Problem statement:
Pick out every line in the data below that contains the word "flower", matching upper and lower case exactly, and copy each of those lines.

Material:
┄┄┄┄┄┄
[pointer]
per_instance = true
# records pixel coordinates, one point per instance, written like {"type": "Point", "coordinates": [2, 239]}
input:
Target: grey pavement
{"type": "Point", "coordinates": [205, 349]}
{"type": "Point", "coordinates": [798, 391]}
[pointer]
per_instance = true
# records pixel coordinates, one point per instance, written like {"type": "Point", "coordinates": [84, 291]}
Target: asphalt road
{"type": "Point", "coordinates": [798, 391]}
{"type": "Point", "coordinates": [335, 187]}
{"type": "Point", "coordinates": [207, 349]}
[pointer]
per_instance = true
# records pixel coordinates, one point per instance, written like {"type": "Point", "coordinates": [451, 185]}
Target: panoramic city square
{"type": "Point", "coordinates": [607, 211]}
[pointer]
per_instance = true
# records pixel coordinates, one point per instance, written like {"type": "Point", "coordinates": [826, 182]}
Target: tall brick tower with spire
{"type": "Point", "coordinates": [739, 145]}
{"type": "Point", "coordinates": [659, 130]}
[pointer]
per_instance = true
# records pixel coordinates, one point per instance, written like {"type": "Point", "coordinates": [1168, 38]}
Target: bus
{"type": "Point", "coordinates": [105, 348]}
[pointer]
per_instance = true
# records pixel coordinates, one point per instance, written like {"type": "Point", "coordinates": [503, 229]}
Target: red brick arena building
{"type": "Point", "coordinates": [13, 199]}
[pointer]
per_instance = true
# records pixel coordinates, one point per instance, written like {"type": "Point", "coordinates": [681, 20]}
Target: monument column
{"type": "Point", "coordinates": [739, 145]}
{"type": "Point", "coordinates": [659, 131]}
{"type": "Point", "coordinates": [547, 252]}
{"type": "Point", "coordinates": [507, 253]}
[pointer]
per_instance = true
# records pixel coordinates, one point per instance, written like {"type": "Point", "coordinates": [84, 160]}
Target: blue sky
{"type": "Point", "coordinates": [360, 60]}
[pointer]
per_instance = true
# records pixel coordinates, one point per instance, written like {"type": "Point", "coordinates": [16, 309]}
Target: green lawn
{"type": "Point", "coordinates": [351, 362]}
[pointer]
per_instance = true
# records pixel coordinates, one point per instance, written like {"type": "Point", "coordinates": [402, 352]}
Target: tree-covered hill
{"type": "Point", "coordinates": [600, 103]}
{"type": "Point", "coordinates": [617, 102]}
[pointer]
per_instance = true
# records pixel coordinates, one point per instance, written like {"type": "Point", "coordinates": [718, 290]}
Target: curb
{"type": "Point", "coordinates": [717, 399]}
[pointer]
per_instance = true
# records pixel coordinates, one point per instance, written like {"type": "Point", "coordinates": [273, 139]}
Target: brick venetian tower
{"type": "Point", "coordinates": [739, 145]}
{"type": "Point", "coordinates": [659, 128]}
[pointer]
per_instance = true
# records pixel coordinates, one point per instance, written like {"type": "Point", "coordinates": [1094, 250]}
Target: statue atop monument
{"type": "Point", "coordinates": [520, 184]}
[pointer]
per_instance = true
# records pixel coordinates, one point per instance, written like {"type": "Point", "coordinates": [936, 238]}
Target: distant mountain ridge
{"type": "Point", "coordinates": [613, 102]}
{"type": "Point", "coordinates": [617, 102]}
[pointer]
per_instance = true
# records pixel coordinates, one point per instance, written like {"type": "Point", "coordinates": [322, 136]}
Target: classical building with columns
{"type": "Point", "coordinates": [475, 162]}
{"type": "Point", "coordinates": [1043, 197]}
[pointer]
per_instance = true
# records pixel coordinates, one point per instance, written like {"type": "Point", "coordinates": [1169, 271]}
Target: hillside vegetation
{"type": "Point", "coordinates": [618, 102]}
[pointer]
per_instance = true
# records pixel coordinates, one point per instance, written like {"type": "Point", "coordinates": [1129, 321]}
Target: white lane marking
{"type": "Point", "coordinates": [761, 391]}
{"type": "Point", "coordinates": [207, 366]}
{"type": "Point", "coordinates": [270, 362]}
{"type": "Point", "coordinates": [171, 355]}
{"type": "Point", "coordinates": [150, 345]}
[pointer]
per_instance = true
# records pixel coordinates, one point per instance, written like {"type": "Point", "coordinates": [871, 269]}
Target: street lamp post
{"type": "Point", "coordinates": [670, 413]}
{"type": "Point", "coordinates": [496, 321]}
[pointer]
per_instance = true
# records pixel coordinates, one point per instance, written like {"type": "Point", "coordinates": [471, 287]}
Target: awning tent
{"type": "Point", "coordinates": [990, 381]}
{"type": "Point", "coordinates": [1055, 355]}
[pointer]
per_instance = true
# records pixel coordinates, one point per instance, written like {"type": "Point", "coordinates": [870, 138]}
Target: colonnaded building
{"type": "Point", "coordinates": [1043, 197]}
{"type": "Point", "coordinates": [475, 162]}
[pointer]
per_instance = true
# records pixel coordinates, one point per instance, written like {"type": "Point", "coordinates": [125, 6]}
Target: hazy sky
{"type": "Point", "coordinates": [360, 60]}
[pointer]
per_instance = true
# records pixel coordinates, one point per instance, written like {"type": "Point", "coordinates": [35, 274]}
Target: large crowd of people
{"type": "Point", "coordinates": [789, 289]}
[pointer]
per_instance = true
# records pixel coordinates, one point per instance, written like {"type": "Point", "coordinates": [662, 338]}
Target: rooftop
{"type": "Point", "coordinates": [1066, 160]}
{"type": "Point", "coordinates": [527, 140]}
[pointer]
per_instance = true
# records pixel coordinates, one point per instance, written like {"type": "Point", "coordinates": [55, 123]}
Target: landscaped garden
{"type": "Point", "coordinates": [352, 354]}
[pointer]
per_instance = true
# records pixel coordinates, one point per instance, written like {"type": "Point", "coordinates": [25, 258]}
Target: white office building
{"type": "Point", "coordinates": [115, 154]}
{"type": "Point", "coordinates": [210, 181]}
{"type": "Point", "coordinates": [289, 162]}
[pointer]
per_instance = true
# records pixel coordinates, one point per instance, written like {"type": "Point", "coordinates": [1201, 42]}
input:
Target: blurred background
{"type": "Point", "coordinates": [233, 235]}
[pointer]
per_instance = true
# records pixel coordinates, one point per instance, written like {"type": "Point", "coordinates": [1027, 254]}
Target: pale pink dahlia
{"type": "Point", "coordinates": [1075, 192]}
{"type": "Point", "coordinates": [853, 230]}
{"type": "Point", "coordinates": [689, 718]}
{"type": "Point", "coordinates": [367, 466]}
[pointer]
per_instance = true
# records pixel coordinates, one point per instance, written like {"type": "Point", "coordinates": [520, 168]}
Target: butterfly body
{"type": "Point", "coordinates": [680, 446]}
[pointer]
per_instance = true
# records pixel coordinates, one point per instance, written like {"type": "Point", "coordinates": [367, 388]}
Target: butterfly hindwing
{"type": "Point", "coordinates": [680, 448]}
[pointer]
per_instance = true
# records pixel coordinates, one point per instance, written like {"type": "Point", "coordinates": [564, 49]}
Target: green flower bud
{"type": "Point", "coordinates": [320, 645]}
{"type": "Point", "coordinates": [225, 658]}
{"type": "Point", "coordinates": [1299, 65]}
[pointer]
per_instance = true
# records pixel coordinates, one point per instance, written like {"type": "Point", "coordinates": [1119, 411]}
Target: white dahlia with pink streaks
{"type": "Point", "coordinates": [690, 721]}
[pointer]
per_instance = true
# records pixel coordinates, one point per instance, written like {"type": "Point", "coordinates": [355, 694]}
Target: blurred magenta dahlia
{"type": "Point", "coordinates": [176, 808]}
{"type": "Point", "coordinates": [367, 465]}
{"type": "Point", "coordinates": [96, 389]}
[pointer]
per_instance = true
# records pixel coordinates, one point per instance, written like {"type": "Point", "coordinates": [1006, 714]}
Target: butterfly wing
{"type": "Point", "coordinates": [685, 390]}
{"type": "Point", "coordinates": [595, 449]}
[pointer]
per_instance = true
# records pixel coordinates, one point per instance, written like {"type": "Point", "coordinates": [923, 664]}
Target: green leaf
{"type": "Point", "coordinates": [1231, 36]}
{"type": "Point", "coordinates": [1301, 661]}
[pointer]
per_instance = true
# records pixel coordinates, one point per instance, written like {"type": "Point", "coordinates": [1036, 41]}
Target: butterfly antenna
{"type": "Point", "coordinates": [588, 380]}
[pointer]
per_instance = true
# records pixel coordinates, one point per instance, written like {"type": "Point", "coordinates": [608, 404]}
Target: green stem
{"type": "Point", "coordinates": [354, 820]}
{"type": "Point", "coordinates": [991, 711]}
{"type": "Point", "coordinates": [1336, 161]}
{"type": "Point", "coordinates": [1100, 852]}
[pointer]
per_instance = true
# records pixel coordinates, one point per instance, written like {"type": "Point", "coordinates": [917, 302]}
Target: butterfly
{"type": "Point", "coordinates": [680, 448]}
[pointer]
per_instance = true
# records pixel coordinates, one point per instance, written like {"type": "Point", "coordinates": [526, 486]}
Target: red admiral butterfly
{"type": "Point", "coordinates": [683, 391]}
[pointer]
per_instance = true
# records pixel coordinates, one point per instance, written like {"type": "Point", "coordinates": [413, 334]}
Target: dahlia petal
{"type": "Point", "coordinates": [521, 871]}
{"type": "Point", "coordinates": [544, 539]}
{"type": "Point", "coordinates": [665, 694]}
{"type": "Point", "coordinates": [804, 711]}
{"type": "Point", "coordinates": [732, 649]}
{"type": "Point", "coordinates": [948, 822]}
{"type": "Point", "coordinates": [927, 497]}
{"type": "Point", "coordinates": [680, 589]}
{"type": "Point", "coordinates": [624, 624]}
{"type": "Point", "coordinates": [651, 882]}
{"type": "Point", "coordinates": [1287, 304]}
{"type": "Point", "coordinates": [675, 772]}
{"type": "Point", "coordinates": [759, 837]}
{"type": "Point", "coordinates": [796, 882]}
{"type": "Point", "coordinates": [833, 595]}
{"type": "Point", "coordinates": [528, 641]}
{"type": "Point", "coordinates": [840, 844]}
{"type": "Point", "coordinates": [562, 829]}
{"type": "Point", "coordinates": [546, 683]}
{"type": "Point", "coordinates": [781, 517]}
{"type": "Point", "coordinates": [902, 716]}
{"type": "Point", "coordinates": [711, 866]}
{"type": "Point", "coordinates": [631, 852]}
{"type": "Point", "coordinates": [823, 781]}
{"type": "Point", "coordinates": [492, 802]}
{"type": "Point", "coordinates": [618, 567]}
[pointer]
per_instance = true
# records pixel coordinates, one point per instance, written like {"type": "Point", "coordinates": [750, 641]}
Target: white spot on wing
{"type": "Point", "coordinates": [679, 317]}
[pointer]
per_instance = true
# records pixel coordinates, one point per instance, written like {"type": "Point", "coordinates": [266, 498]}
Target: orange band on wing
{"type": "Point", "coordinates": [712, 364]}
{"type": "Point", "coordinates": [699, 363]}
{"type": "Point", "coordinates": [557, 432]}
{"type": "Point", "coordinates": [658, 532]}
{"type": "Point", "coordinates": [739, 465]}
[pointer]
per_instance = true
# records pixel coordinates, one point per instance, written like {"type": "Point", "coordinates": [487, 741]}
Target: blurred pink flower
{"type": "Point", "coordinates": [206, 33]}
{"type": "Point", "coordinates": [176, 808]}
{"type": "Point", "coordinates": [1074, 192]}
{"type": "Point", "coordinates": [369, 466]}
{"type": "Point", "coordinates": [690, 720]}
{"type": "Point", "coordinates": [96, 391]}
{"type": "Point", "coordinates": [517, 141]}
┄┄┄┄┄┄
Final result:
Target: green flower bud
Target: blurred pink flower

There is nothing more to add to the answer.